── EXTRACT TO READ

When Tyler ISD board members on Aug. 23 approved a $500 bonus for teachers who receive their COVID-19 vaccine (and show proof), and when they discussed additional sick leave benefits for those same teachers, they—perhaps unwittingly—undermined the lessons we’ve been teaching our children for generations.

“It’s okay to discriminate against certain people” those policies say, “as long as we think it’s for their own good.” The lesson is bad, and the precedent is worse—teachers and other school personnel who medically can’t get the vaccine, or have a religious or other objection to receiving it, are second-class citizens.

 Parents like me spoke out against the policy at Monday night’s board meeting. We voiced our concerns. The board didn’t listen, and Superintendent Marty Crawford countered with his own opinion: “I have a concern about the illness that’s out there right now (COVID-19), I have some concerns about the lack of vaccination rates we have here in Smith County amongst our adults, of which our teaching staff is made up.”

But here are the facts. Teachers in Texas were among the first to be eligible to receive COVID-19 vaccines. Since March 3, teachers, all school employees and all childcare workers have been eligible to be vaccinated. Vaccination clinics have been held for months at Harvey Hall and other sites, including neighborhood pharmacies and even grocery stores.

────
── RECORD EXTRACTS

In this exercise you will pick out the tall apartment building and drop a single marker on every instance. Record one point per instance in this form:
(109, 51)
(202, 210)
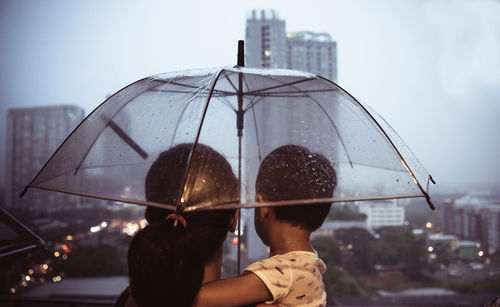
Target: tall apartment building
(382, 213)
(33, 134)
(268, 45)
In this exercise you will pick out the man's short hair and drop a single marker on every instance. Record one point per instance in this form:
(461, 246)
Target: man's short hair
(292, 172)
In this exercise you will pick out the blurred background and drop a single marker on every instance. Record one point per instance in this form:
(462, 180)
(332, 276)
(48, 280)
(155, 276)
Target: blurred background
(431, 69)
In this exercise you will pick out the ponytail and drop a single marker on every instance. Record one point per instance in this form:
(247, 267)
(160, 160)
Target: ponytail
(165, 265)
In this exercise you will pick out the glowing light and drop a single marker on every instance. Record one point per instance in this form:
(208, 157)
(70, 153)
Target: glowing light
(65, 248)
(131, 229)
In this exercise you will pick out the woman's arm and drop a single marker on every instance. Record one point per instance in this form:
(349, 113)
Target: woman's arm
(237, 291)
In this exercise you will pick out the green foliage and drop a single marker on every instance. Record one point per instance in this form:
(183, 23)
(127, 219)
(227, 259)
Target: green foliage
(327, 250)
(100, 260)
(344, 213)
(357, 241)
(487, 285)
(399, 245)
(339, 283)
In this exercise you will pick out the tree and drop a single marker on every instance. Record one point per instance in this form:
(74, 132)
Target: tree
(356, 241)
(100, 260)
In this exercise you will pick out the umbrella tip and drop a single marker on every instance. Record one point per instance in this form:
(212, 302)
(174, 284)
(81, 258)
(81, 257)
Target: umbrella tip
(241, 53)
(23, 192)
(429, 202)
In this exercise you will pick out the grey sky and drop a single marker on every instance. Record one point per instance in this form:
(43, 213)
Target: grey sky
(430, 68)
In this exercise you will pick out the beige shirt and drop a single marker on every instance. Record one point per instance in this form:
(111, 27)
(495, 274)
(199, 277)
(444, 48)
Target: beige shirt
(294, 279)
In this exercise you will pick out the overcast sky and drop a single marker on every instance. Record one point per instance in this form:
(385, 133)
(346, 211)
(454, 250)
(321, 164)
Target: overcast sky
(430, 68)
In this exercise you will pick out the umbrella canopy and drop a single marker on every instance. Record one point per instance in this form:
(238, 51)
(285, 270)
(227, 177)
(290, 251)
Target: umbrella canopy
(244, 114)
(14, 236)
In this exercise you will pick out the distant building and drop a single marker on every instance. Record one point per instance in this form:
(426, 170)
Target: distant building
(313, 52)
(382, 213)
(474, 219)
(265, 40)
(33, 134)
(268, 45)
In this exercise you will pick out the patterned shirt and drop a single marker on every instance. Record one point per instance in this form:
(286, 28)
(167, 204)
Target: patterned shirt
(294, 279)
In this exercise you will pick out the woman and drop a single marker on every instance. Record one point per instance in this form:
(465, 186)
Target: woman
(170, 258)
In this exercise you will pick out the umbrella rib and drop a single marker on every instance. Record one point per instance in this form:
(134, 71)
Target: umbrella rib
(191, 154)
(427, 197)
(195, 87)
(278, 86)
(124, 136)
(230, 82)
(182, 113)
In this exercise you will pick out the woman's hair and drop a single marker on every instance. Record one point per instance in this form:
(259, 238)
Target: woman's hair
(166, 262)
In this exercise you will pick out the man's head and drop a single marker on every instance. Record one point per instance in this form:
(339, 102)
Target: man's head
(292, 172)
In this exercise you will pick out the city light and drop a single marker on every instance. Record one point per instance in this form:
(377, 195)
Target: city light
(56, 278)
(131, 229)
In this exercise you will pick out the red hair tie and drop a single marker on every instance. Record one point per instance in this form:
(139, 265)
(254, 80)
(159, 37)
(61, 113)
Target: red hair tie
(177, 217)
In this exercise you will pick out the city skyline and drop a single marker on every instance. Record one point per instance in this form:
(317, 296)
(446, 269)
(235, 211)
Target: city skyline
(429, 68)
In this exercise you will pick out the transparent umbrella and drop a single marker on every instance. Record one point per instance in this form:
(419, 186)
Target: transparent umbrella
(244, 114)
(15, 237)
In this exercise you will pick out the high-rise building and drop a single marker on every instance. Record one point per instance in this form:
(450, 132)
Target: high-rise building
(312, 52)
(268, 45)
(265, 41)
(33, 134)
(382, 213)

────

§ **PROBLEM SET**
• a. Write out the part of the Tyler ISD vaccine-bonus piece starting with "When Tyler ISD" and going on through "children for generations.".
• b. In the Tyler ISD vaccine-bonus piece, what bonus did the board approve on Aug. 23, and for whom?
• c. Condense the paragraph of the Tyler ISD vaccine-bonus piece that opens "But here are the facts" into a short list, keeping its main facts.
Work from the Tyler ISD vaccine-bonus piece alone.

§ **RESULTS**
• a.
When Tyler ISD board members on Aug. 23 approved a $500 bonus for teachers who receive their COVID-19 vaccine (and show proof), and when they discussed additional sick leave benefits for those same teachers, they—perhaps unwittingly—undermined the lessons we’ve been teaching our children for generations.

• b. A $500 bonus for teachers who receive their COVID-19 vaccine and show proof.

• c.
- Texas teachers were among the first to be eligible for COVID-19 vaccines.
- Since March 3, teachers, all school employees and all childcare workers have been eligible.
- Vaccination clinics have run for months at Harvey Hall and other sites, including neighborhood pharmacies and grocery stores.